◆ PROBLEM A ◆
List the three charges that, in the Senate debate transcript below, Senator Cameron gives to support his claim that Minister Cash is "the worst of them all in the coalition."
◆ PROBLEM B ◆
Using the Senate debate transcript below, explain in one to three sentences why the Deputy President rules that Senator Cameron is being relevant.
◆ PROBLEM C ◆
For each statement below, say whether it agrees with the Senate debate transcript below. Answer yes or no, and quote the deciding words of the transcript.
(i) The KPMG report called for an emergency injection of $5 million in funding.
(ii) The Abbott government cut $50 million in funding from the Family Court in its first year.
(iii) The government reduced funding for the ABCC.

--- Begin SOURCE EXCERPT ---

The DEPUTY PRESIDENT: Thank you, Senator Hanson. I believe that Senator Cameron is being relevant. One of the points the minister made was public interest immunity, and that is where Senator Cameron has directed most of his remarks. Please resume, Senator Cameron.

Senator CAMERON: Thanks, Madam Deputy President. Again I repeat: I am absolutely on point about a government using public interest immunity to hide the misbehaviour of ministers. That's exactly what we're seeing here this morning. Nothing could be clearer, and nothing could be clearer about how much of a puppet Senator Hanson is to this government than her behaviour this morning—absolutely terrible.

This government has got a terrible record on funding for courts and essential services. Not only did it ignore the call in the KPMG report for an emergency injection of $5 million in funding, but the Abbott government cut $30 million in funding from the Family Court in the first year. This is a government that cut funding for the Family Court and increased funding for the ABCC. It increased funding for Nigel Hadgkiss and his cronies in the ABCC to attack working people in this country.

As I've said, Minister Cash, who is in here defending the government's position this morning, is the worst of them all in the coalition: misleading this parliament on five occasions, a ministerial office in chaos and revolving doors in her office. People are moving out of her office as soon as they come under any scrutiny. As soon as they come under any scrutiny, off they go to get a job working for the Hotels Association, assisted by the minister or by the government in Western Australia. All the links are there. We know how this mob works: if you're in trouble, throw your adviser under the bus. Off he goes to get a job with the Hotels Association, and then you try to hide from the misbehaviour that you've carried out. The web of influence that this minister has created in so-called independent organisations is a disgrace. It's a disgrace for democracy and it's a disgrace for the coalition—an absolute disgrace. Minister Cash comes in here and she attacks refugees, attacks working people and uses question time to simply make assertions that are not true. Then, when she is in trouble, she wants to hide behind public interest immunity to avoid scrutiny, failing to comply with orders to produce answers to the estimates questions. She just treats the Senate with absolute disdain.

It's not just Senator Cash that treats the Senate with disdain; the coalition treats the Senate with disdain. I'd have thought any Independent worth their salt, who wants to make sure a government is held to account, wouldn't be in here defending the government, wouldn't be in here defending Senator Cash, as Senator Hanson has done on every occasion she got the opportunity to this morning. What an absolute disgrace for One Nation to be in here trying to defend Senator Cash, trying to defend this rabble of a government. Pauline Hanson's One Nation should just actually sign up to the coalition—because you're just part of the coalition. You're just part of the coalition.

Senator Cash is a minister who has failed to deal with the fundamental part of her job, and that was to make sure that working people in this country were not ripped off. She just didn't ever go there. It was always an attack on the unions, using independent bodies to attack the union movement: put her mates, put her allies, put her plants into independent organisations and then use them to attack the trade union movement and use them to attack the Leader of the Opposition. That's what this was all about.

--- End SOURCE EXCERPT ---
--- Begin DATA ---

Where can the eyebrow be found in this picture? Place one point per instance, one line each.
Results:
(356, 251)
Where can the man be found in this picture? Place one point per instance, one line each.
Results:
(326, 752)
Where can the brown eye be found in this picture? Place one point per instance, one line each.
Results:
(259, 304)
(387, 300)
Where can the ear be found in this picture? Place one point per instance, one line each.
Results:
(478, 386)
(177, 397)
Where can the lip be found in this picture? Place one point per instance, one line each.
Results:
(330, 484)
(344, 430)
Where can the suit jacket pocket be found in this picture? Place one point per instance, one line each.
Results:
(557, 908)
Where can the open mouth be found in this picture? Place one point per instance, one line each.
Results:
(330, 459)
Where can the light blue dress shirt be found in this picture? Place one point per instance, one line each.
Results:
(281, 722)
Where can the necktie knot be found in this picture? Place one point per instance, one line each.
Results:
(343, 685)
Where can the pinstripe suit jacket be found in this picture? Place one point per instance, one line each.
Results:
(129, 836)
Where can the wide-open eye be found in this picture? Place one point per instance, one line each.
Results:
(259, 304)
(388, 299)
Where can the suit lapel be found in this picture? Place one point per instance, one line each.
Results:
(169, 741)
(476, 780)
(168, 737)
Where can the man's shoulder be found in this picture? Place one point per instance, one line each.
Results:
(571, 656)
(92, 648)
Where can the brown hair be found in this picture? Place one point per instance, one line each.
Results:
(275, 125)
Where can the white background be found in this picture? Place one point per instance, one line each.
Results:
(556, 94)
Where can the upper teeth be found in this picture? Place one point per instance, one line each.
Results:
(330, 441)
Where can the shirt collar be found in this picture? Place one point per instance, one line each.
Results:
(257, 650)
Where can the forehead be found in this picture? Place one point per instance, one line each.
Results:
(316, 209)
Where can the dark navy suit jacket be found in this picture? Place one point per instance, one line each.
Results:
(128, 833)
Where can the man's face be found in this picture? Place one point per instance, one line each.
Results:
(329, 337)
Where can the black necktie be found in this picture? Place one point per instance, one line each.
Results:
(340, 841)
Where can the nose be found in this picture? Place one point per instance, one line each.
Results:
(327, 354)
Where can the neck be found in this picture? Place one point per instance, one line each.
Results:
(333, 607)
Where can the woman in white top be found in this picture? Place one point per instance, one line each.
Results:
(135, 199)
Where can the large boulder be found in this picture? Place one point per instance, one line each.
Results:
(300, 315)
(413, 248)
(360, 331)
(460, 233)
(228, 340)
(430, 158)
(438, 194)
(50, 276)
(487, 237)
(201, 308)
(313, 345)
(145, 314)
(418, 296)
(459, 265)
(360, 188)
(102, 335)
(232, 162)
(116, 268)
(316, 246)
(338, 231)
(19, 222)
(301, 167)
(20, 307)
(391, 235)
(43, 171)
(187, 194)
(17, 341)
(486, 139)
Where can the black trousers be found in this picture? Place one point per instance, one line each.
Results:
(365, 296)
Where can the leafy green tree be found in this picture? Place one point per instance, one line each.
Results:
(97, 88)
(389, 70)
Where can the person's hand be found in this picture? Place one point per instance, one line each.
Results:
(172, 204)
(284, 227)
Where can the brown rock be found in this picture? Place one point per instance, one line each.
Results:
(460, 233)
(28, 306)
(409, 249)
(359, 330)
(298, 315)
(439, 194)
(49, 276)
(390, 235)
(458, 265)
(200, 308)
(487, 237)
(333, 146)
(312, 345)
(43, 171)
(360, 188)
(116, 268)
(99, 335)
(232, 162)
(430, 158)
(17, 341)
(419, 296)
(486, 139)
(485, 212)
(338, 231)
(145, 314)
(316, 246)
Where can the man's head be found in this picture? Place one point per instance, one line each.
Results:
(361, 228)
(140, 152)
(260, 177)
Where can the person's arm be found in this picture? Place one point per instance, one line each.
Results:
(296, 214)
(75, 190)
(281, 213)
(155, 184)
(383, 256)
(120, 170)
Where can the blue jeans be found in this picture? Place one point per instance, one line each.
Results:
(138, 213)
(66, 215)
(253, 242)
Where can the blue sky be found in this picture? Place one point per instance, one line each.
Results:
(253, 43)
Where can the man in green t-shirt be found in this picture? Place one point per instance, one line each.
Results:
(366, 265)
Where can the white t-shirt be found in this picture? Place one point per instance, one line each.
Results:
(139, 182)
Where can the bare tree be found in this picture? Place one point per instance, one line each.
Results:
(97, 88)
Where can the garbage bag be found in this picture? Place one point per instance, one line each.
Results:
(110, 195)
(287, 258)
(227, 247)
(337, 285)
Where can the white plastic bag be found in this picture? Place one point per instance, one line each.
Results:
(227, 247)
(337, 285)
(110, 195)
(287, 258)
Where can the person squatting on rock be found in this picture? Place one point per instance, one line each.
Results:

--- End DATA ---

◆ WRITTEN RESPONSE A ◆
- Misleading this parliament on five occasions
- A ministerial office in chaos
- Revolving doors in her office

◆ WRITTEN RESPONSE B ◆
The minister had raised public interest immunity as one of her points. Senator Cameron had directed most of his remarks to that topic, so the Deputy President rules that he is being relevant.

◆ WRITTEN RESPONSE C ◆
(i) Yes: "ignore the call in the KPMG report for an emergency injection of $5 million in funding"
(ii) No: "the Abbott government cut $30 million in funding from the Family Court in the first year"
(iii) No: "increased funding for the ABCC"